* **Items**:
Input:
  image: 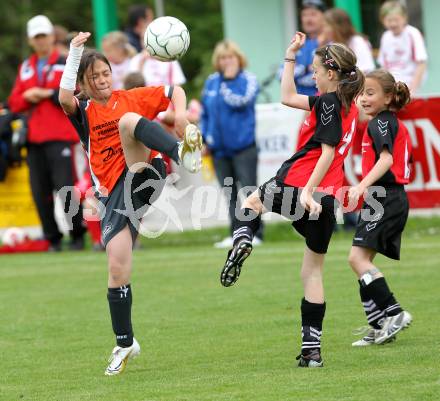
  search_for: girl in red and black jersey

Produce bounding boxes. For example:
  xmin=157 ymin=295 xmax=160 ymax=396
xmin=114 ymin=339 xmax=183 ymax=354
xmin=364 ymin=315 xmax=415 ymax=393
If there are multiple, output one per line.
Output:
xmin=349 ymin=70 xmax=412 ymax=346
xmin=221 ymin=32 xmax=364 ymax=367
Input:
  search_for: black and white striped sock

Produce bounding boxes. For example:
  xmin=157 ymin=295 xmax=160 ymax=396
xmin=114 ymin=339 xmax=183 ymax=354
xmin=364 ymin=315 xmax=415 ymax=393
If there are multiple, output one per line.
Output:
xmin=301 ymin=326 xmax=322 ymax=355
xmin=359 ymin=281 xmax=385 ymax=329
xmin=301 ymin=298 xmax=326 ymax=355
xmin=232 ymin=208 xmax=261 ymax=245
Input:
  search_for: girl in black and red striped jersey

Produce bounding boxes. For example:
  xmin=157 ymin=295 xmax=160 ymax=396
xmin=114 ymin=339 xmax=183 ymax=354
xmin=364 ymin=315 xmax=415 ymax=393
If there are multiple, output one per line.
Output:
xmin=349 ymin=70 xmax=412 ymax=346
xmin=221 ymin=32 xmax=364 ymax=367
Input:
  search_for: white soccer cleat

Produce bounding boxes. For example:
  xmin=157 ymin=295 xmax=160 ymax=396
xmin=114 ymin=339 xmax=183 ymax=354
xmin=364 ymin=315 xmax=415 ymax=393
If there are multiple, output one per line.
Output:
xmin=179 ymin=124 xmax=203 ymax=173
xmin=105 ymin=338 xmax=141 ymax=376
xmin=374 ymin=311 xmax=412 ymax=344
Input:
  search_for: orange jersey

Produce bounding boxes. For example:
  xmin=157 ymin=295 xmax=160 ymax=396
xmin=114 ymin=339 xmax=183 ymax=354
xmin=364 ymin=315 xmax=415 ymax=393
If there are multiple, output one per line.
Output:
xmin=69 ymin=86 xmax=172 ymax=194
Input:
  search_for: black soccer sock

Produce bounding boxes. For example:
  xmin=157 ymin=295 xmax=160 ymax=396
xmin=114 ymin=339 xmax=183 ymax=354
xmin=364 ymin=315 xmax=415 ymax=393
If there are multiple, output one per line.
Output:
xmin=365 ymin=277 xmax=402 ymax=316
xmin=359 ymin=280 xmax=385 ymax=329
xmin=301 ymin=298 xmax=326 ymax=356
xmin=134 ymin=117 xmax=179 ymax=163
xmin=232 ymin=208 xmax=261 ymax=245
xmin=107 ymin=284 xmax=133 ymax=347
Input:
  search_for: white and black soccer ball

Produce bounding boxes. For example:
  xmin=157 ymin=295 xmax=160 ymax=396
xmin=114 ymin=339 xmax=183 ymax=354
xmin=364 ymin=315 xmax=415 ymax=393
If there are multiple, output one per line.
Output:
xmin=144 ymin=17 xmax=189 ymax=61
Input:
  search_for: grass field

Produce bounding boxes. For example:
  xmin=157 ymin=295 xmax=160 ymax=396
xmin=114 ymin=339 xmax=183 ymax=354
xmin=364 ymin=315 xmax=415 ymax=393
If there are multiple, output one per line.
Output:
xmin=0 ymin=218 xmax=440 ymax=401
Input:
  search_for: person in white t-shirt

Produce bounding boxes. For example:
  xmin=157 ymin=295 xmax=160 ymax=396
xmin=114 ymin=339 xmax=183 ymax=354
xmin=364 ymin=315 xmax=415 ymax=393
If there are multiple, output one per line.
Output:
xmin=378 ymin=1 xmax=428 ymax=94
xmin=324 ymin=8 xmax=376 ymax=73
xmin=101 ymin=31 xmax=137 ymax=90
xmin=129 ymin=50 xmax=186 ymax=86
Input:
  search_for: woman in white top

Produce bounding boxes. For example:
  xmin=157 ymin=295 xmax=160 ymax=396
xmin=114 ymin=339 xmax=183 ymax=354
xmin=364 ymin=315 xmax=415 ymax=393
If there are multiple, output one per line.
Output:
xmin=130 ymin=50 xmax=186 ymax=86
xmin=324 ymin=8 xmax=376 ymax=73
xmin=378 ymin=1 xmax=428 ymax=94
xmin=101 ymin=31 xmax=137 ymax=90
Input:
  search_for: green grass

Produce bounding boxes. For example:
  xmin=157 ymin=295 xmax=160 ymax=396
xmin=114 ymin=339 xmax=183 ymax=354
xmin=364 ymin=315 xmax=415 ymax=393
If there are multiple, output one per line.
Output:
xmin=0 ymin=219 xmax=440 ymax=401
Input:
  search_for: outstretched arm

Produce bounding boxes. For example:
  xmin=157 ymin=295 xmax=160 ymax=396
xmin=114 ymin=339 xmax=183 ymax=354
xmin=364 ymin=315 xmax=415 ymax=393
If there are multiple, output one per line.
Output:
xmin=58 ymin=32 xmax=90 ymax=114
xmin=281 ymin=32 xmax=310 ymax=110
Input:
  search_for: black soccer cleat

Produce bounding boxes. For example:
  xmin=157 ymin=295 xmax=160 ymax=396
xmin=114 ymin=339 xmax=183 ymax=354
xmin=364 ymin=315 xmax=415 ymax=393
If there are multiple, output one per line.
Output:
xmin=296 ymin=349 xmax=324 ymax=368
xmin=220 ymin=239 xmax=252 ymax=287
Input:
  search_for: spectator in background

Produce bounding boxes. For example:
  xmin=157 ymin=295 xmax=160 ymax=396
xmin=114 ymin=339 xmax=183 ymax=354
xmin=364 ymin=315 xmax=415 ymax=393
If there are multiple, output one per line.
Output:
xmin=125 ymin=4 xmax=154 ymax=52
xmin=8 ymin=15 xmax=84 ymax=251
xmin=201 ymin=40 xmax=262 ymax=248
xmin=53 ymin=25 xmax=69 ymax=57
xmin=378 ymin=1 xmax=428 ymax=94
xmin=102 ymin=31 xmax=136 ymax=90
xmin=324 ymin=8 xmax=376 ymax=73
xmin=279 ymin=0 xmax=326 ymax=96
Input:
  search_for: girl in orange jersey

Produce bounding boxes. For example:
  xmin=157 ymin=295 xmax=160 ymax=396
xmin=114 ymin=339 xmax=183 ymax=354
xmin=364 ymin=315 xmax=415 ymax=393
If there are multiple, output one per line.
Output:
xmin=59 ymin=32 xmax=202 ymax=375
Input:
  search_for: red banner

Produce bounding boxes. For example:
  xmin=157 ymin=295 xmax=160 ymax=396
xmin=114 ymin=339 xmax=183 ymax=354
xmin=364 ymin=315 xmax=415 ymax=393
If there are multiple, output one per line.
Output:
xmin=345 ymin=97 xmax=440 ymax=209
xmin=398 ymin=97 xmax=440 ymax=208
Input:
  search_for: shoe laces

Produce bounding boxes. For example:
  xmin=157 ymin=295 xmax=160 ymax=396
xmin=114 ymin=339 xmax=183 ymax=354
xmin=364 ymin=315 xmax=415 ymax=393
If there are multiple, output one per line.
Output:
xmin=351 ymin=326 xmax=374 ymax=336
xmin=108 ymin=347 xmax=122 ymax=363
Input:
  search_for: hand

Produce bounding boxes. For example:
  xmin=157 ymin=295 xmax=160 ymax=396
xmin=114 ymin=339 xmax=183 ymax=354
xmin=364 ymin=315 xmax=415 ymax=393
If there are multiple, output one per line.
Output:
xmin=286 ymin=31 xmax=306 ymax=58
xmin=174 ymin=114 xmax=189 ymax=138
xmin=299 ymin=187 xmax=322 ymax=216
xmin=348 ymin=185 xmax=365 ymax=203
xmin=70 ymin=32 xmax=91 ymax=47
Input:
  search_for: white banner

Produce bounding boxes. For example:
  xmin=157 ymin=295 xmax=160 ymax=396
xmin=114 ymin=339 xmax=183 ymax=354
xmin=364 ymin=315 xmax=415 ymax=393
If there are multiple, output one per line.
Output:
xmin=256 ymin=103 xmax=306 ymax=184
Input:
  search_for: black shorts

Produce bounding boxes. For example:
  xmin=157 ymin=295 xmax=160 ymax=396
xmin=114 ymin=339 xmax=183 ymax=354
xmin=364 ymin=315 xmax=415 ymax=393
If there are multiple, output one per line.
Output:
xmin=258 ymin=178 xmax=337 ymax=253
xmin=353 ymin=186 xmax=409 ymax=260
xmin=98 ymin=157 xmax=166 ymax=247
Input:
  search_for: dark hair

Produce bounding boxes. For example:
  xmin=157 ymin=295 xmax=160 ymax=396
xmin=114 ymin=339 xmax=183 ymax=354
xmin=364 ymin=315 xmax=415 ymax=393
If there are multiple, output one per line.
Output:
xmin=324 ymin=8 xmax=356 ymax=45
xmin=77 ymin=50 xmax=112 ymax=99
xmin=367 ymin=69 xmax=411 ymax=111
xmin=301 ymin=0 xmax=327 ymax=13
xmin=315 ymin=43 xmax=365 ymax=113
xmin=127 ymin=4 xmax=150 ymax=28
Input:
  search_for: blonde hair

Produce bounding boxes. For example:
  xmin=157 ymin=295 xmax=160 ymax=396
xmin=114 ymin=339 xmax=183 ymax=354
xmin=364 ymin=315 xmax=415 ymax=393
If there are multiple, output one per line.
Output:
xmin=102 ymin=31 xmax=137 ymax=57
xmin=367 ymin=68 xmax=411 ymax=112
xmin=379 ymin=0 xmax=408 ymax=21
xmin=324 ymin=8 xmax=356 ymax=44
xmin=212 ymin=40 xmax=247 ymax=72
xmin=315 ymin=43 xmax=365 ymax=113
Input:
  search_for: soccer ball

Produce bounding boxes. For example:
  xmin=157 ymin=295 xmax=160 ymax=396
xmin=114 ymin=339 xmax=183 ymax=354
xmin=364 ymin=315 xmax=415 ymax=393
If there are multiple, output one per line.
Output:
xmin=2 ymin=227 xmax=26 ymax=246
xmin=144 ymin=17 xmax=189 ymax=61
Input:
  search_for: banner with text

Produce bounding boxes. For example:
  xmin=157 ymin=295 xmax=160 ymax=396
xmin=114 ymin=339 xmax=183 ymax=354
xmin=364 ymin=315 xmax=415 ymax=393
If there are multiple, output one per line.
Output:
xmin=257 ymin=97 xmax=440 ymax=208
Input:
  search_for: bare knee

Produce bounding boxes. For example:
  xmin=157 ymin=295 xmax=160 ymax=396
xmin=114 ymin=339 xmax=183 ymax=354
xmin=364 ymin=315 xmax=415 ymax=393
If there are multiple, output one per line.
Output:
xmin=119 ymin=112 xmax=142 ymax=136
xmin=301 ymin=265 xmax=322 ymax=282
xmin=242 ymin=191 xmax=263 ymax=214
xmin=108 ymin=255 xmax=130 ymax=286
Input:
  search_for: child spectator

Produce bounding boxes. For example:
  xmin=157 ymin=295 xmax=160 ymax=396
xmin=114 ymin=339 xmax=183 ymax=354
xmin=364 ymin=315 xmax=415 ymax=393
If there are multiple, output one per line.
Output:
xmin=378 ymin=1 xmax=428 ymax=94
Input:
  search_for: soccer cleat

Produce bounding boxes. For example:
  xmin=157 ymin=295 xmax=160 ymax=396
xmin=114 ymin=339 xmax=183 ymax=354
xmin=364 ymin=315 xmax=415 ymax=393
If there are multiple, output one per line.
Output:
xmin=296 ymin=349 xmax=324 ymax=368
xmin=105 ymin=338 xmax=141 ymax=376
xmin=374 ymin=311 xmax=412 ymax=344
xmin=351 ymin=326 xmax=396 ymax=347
xmin=179 ymin=124 xmax=203 ymax=173
xmin=214 ymin=237 xmax=234 ymax=249
xmin=220 ymin=239 xmax=252 ymax=287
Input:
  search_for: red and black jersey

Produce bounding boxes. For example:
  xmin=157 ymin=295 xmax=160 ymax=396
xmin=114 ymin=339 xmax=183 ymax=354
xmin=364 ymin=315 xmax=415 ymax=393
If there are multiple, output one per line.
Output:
xmin=362 ymin=110 xmax=412 ymax=185
xmin=276 ymin=92 xmax=358 ymax=196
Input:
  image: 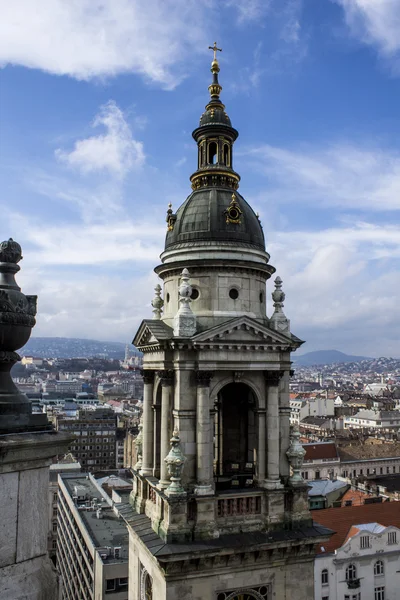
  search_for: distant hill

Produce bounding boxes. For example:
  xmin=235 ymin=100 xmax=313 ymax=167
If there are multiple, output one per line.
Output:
xmin=19 ymin=337 xmax=137 ymax=359
xmin=293 ymin=350 xmax=369 ymax=367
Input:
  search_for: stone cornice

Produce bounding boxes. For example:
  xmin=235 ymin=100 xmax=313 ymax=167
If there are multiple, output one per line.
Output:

* **Task objective**: Which lines in the material above contain the word "jersey"? Show each of them in full.

* **Expected answer**:
  search_for: girl in red and black jersey
  search_for: girl in black and red striped jersey
  search_for: orange jersey
  search_for: girl in orange jersey
  search_for: red and black jersey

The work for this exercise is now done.